Convert only the stretch of material from the line containing "The scan above contains the worksheet" through the line containing "[96,291,432,387]" into a numbered list, omitting any blank lines.

--- BEGIN Excerpted records ---

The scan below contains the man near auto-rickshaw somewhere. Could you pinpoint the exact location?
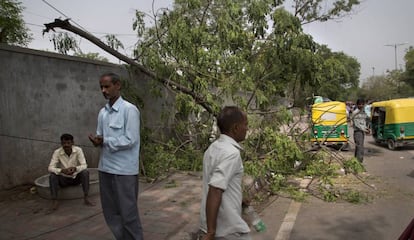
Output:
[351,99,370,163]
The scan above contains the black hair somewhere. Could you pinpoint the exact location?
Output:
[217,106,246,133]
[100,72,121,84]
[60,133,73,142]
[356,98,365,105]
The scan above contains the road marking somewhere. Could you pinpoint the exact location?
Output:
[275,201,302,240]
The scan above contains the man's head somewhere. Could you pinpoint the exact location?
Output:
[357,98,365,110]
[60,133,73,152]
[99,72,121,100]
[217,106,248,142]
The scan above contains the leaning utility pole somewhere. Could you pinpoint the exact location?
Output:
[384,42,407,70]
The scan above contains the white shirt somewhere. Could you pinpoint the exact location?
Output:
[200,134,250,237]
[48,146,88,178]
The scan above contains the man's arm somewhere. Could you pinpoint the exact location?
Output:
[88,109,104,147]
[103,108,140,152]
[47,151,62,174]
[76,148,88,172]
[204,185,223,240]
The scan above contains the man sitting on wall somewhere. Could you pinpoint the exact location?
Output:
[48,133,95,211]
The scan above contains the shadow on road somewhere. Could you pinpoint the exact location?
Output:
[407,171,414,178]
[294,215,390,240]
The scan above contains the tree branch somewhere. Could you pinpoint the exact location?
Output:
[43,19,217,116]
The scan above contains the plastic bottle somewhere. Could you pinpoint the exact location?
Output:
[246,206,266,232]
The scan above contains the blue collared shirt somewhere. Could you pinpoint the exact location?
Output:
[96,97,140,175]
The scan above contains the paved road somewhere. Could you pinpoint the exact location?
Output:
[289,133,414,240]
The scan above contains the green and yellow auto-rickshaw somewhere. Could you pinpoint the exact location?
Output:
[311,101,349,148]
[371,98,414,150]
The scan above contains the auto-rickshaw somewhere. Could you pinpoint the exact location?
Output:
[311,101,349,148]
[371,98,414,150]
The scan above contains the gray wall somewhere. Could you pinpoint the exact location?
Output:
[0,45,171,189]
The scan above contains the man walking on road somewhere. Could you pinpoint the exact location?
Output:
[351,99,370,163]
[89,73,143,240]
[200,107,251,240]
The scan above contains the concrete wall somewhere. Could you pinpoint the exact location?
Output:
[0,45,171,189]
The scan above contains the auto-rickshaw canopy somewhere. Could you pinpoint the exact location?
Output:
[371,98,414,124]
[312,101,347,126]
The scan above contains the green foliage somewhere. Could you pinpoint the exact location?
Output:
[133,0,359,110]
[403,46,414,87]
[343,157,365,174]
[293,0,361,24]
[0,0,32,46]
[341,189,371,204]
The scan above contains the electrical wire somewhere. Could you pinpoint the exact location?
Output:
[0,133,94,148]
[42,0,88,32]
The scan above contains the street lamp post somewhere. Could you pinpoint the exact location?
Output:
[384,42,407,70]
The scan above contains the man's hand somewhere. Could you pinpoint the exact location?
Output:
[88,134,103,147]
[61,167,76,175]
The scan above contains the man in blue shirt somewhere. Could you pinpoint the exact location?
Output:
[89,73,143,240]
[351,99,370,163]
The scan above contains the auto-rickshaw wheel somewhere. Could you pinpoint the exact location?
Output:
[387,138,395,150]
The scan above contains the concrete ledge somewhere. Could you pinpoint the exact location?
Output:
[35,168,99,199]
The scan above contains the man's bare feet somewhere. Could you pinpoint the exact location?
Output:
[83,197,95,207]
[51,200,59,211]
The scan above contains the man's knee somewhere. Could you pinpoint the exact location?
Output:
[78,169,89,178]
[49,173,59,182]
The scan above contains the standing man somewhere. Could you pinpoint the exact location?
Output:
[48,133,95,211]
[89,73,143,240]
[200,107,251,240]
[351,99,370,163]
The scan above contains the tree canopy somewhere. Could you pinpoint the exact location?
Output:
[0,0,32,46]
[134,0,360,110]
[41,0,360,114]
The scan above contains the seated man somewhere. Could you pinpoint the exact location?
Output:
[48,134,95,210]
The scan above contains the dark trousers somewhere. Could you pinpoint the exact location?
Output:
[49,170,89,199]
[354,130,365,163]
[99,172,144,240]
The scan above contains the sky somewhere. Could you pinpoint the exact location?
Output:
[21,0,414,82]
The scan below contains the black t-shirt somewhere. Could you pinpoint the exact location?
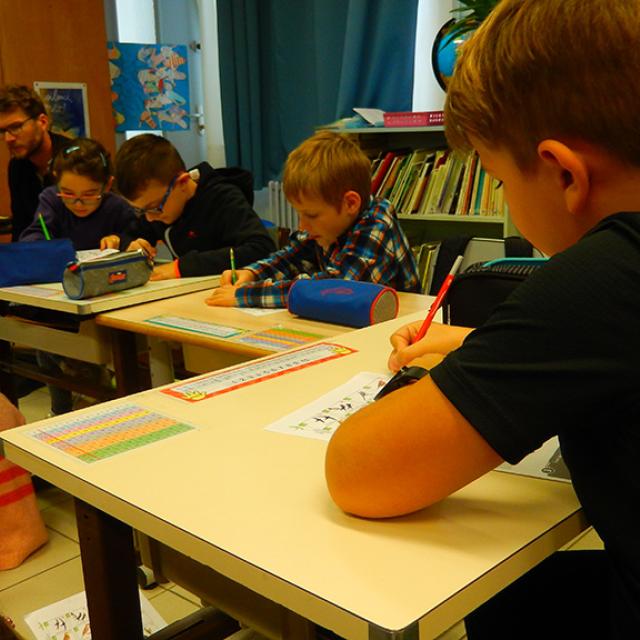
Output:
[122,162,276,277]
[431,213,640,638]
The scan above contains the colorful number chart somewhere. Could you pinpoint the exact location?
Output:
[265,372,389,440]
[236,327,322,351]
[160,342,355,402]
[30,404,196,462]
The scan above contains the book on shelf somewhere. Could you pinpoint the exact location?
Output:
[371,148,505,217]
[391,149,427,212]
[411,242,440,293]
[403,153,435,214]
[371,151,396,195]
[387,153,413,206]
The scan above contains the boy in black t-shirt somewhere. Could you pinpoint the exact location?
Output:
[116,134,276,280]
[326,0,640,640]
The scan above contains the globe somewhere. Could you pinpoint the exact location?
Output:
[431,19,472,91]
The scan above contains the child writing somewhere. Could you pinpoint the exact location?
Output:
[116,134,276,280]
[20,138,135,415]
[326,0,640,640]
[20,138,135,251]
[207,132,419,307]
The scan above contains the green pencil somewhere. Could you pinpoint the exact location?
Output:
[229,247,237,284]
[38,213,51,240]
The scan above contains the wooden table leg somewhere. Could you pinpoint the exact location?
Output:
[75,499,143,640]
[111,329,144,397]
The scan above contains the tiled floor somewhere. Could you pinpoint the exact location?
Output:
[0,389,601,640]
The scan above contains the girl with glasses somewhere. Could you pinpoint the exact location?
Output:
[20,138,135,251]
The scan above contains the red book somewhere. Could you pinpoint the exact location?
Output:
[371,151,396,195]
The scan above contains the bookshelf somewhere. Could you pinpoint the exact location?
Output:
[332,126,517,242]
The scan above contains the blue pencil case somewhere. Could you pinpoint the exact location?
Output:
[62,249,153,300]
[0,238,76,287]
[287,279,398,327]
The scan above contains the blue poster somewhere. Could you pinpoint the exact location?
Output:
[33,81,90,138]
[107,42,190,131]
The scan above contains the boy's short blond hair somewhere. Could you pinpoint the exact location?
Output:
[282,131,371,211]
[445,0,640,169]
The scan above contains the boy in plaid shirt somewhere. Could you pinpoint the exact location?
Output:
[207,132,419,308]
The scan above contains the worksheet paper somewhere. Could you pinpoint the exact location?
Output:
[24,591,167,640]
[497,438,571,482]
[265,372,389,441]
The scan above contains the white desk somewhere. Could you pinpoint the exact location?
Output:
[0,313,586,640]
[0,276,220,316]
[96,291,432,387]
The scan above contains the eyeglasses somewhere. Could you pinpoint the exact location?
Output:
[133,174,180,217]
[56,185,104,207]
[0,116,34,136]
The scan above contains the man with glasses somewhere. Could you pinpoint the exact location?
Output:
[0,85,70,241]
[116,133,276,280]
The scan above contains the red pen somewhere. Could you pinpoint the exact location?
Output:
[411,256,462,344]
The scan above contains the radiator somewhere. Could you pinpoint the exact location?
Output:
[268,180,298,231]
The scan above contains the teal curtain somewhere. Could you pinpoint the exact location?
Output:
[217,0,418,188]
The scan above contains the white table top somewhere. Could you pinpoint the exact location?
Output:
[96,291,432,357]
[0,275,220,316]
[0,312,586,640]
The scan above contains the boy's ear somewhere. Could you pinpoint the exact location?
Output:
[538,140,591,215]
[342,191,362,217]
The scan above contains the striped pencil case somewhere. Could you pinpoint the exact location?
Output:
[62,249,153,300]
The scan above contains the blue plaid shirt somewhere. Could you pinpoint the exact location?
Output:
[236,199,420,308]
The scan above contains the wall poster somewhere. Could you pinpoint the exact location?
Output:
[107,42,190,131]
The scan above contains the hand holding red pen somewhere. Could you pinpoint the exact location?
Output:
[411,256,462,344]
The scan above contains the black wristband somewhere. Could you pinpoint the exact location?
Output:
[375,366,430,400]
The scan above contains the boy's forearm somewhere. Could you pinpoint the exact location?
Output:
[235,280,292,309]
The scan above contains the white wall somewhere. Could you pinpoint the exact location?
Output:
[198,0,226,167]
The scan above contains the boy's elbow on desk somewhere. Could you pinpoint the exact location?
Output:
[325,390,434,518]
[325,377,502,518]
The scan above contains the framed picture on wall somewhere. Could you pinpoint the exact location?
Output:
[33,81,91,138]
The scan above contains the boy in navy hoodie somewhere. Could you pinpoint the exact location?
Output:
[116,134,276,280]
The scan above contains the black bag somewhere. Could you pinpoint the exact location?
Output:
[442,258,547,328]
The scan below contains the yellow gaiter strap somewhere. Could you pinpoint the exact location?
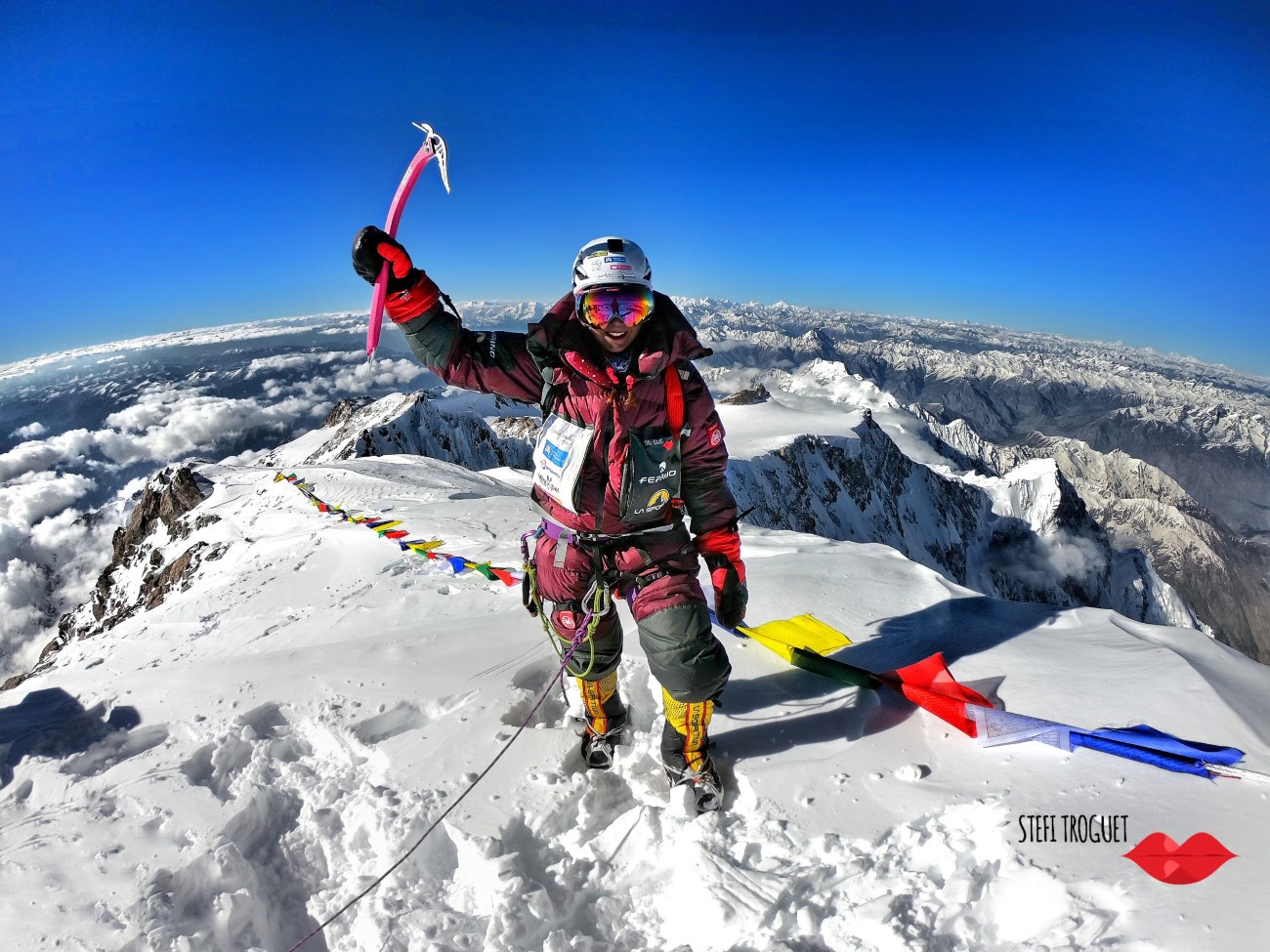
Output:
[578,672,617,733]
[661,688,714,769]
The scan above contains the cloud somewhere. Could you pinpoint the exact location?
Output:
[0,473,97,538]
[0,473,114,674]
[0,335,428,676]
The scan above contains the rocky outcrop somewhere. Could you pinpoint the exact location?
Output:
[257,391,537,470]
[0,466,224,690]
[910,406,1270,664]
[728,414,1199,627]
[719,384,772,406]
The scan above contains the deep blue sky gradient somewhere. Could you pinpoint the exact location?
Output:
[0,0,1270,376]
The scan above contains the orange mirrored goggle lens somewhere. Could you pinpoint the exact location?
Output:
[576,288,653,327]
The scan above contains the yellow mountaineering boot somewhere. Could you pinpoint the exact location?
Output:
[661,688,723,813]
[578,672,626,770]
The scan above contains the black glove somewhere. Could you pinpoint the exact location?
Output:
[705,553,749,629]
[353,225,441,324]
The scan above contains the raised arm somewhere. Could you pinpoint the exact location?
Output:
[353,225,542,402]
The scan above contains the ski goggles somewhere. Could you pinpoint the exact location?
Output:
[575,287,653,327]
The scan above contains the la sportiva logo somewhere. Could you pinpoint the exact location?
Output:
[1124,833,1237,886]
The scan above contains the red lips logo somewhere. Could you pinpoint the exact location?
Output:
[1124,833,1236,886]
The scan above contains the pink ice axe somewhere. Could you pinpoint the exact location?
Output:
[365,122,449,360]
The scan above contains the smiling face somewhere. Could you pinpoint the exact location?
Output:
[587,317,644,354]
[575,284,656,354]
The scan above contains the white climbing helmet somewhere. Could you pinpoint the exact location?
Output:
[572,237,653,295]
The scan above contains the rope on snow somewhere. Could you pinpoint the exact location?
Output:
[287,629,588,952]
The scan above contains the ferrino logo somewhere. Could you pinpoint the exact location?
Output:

--- END Excerpted records ---

### Correct result
1. The scan above contains the worksheet paper somewhere. Could you pinpoint the exact location?
2. Output:
3. [24,591,167,640]
4. [497,438,571,482]
5. [265,372,389,441]
6. The scan above contains the white desk somewhere. Could you pinpoint the exact location?
7. Output:
8. [0,313,586,640]
9. [0,276,220,316]
10. [96,291,432,387]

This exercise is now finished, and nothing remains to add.